→ Quelldokument:
---------------
Die geständige Angeklagte hat danach unbefugt ein BDM-Abzeichen getragen und sich dadurch nach I Abs. 3 der Polenstrafrechtsverordnung3 schuldig gemacht.
Bei der Strafzumessung war zu ihren Gunsten zu berücksichtigen, dass sie noch jung und noch nicht vorbestraft ist. Sie hat auch offenbar aus jugendlichem Leichtsinn und aus einem gewissen Geltungsbedürfnis heraus gehandelt. Gleichwohl muss aber jedem Versuch, die Unterscheidung zwischen Deutschen und Polen zu verhindern oder zu erschweren, im Interesse des Volkstumskampfes entschieden entgegen getreten werden. Die Angeklagte hat sich über diese Notwendigkeit nicht nur durch unbefugtes Tragen des Abzeichens, sondern auch dadurch hinweggesetzt, dass sie, wie sie zugegeben hat, mehrere Male deutsche Gaststätten aufgesucht hat, obwohl ihr das als Polin nicht gestattet ist, wie sie weiss.4 Dass sie bei diesen Gelegenheiten das Abzeichen getragen hat, hat sie bestritten. Es war ihr das auch nicht zu widerlegen. Sowohl aus dem unbefugten Tragen des Abzeichens als auch aus den verbotenen Gaststättenbesuchen geht hervor, dass sie die deutschen Gebote missachtet. Nur mit Rücksicht auf ihre Jugend und ihre offensichtliche Reue ist die verhältnismäßig milde Strafe von 5 Monaten Straflager ausgeworfen worden, auf die wegen des Geständnisses der Angeklagten die Untersuchungshaft angerechnet werden konnte.
Die Kostenentscheidung beruht auf § 465 RStPO.
---------------
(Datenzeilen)
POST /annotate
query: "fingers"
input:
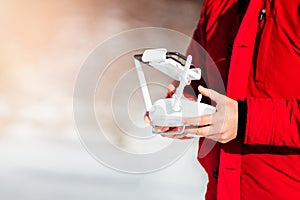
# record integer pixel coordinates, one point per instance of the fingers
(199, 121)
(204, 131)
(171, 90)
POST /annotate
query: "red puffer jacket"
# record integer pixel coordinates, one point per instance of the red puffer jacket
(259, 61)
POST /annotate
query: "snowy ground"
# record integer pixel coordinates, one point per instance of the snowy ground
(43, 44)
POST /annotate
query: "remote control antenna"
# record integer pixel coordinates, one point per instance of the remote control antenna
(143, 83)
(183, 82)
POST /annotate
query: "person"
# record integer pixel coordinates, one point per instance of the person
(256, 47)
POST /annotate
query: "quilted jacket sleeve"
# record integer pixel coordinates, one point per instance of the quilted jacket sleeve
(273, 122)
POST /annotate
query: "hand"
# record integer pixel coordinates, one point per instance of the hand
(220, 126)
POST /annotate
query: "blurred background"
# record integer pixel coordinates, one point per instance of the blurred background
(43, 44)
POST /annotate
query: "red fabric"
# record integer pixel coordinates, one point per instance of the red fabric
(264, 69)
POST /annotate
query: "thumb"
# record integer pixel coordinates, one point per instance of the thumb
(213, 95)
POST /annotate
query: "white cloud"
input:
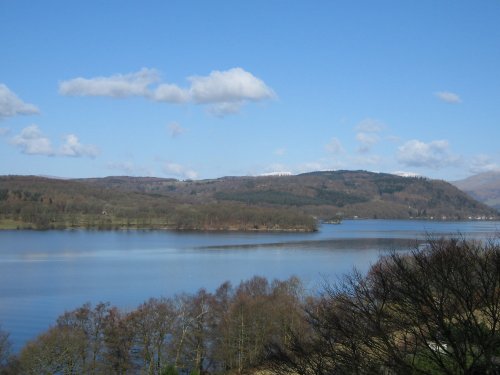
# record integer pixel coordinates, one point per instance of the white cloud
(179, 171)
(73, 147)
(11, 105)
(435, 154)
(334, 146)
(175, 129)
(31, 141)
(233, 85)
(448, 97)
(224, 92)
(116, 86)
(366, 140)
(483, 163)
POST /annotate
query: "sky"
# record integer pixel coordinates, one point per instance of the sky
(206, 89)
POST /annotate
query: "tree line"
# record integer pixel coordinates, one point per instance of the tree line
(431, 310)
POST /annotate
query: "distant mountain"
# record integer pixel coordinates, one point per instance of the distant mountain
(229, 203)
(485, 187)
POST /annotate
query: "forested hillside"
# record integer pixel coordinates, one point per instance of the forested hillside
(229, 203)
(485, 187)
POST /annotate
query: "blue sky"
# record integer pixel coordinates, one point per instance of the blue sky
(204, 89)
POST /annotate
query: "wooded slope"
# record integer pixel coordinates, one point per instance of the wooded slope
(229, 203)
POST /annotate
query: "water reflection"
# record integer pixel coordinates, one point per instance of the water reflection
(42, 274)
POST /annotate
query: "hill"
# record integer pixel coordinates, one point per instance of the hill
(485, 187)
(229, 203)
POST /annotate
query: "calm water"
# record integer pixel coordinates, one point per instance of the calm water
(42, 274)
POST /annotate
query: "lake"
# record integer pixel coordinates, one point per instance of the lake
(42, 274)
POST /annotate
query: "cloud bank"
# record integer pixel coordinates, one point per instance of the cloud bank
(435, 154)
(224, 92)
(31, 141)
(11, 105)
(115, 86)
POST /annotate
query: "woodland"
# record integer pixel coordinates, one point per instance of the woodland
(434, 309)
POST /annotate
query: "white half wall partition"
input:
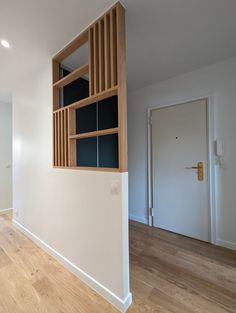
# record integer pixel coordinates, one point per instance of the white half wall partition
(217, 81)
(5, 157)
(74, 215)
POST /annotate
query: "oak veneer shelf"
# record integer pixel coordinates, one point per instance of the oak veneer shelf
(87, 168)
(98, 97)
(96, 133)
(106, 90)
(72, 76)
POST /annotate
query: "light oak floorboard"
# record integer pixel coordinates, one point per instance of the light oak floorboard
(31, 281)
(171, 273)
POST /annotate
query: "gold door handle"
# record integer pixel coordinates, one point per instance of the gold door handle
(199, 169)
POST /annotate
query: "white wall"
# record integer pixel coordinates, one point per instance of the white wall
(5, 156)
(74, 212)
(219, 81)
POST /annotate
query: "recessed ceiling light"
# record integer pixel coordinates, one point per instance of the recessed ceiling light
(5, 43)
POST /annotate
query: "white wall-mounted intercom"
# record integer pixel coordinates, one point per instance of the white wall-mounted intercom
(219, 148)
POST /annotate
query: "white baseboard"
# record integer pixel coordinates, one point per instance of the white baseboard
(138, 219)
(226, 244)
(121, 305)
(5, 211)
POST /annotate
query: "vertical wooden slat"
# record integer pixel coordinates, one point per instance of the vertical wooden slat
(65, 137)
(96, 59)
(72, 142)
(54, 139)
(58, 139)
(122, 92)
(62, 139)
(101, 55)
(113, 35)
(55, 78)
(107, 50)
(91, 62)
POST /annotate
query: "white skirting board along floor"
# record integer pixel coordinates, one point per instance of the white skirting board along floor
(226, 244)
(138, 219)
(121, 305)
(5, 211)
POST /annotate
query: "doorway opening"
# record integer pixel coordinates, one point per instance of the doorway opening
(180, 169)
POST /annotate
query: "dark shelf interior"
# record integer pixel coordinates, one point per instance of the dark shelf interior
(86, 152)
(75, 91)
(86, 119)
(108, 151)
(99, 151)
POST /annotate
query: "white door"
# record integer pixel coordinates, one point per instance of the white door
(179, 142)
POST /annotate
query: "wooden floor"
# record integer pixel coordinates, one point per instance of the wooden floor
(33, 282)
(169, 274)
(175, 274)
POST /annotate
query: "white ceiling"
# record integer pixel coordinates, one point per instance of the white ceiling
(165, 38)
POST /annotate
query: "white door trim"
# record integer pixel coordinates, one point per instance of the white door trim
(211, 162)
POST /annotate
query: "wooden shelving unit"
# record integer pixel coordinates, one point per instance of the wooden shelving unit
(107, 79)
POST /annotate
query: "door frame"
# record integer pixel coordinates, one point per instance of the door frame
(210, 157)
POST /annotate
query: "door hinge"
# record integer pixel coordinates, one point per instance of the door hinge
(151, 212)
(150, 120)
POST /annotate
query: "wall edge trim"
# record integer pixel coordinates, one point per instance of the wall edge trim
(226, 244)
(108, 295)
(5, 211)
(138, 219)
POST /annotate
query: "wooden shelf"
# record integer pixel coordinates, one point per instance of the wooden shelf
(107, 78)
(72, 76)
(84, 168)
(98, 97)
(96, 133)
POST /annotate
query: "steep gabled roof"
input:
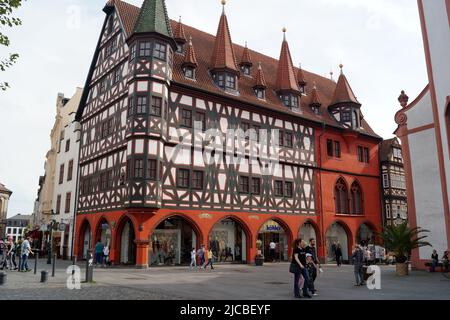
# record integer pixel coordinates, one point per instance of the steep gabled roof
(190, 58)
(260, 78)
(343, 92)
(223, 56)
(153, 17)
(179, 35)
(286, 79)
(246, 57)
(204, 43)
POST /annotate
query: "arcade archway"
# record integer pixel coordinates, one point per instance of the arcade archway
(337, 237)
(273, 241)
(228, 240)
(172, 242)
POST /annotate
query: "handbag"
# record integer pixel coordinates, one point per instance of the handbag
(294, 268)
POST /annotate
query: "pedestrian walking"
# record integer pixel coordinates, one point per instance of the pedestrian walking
---------------
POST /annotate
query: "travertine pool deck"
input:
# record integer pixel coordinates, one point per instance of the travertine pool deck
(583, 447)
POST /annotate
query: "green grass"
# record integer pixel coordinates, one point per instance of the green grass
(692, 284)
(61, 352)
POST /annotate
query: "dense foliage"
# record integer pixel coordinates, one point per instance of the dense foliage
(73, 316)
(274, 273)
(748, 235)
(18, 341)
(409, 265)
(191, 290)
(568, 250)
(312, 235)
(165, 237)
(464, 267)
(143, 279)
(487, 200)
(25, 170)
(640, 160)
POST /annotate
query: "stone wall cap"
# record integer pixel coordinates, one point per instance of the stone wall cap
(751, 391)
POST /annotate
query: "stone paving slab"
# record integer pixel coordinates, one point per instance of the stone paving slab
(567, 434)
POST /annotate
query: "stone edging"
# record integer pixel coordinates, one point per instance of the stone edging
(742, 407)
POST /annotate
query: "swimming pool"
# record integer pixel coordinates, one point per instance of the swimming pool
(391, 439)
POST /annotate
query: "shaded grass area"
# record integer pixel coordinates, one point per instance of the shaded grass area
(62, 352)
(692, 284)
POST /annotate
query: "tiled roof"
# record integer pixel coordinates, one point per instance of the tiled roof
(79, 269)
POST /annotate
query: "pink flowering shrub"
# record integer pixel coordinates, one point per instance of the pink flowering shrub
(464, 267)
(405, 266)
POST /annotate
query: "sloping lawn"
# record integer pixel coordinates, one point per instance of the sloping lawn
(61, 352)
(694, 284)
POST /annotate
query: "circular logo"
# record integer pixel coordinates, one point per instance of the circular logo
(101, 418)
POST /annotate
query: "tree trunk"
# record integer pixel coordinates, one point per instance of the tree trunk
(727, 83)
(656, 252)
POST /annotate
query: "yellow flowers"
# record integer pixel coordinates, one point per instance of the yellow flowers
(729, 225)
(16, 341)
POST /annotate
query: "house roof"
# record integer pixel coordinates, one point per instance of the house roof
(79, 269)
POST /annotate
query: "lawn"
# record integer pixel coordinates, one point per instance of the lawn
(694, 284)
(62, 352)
---------------
→ Ziel der Aufgabe:
Schreib den Urteilsauszug bitte ab den Worten „Die geständige Angeklagte“ bis einschließlich „Polenstrafrechtsverordnung3 schuldig gemacht.“ noch einmal ab. Ersetze dabei „BDM-Abzeichen“ durch „Ehrenzeichen“.

→ Schriftliche Lösung:
Die geständige Angeklagte hat danach unbefugt ein Ehrenzeichen getragen und sich dadurch nach I Abs. 3 der Polenstrafrechtsverordnung3 schuldig gemacht.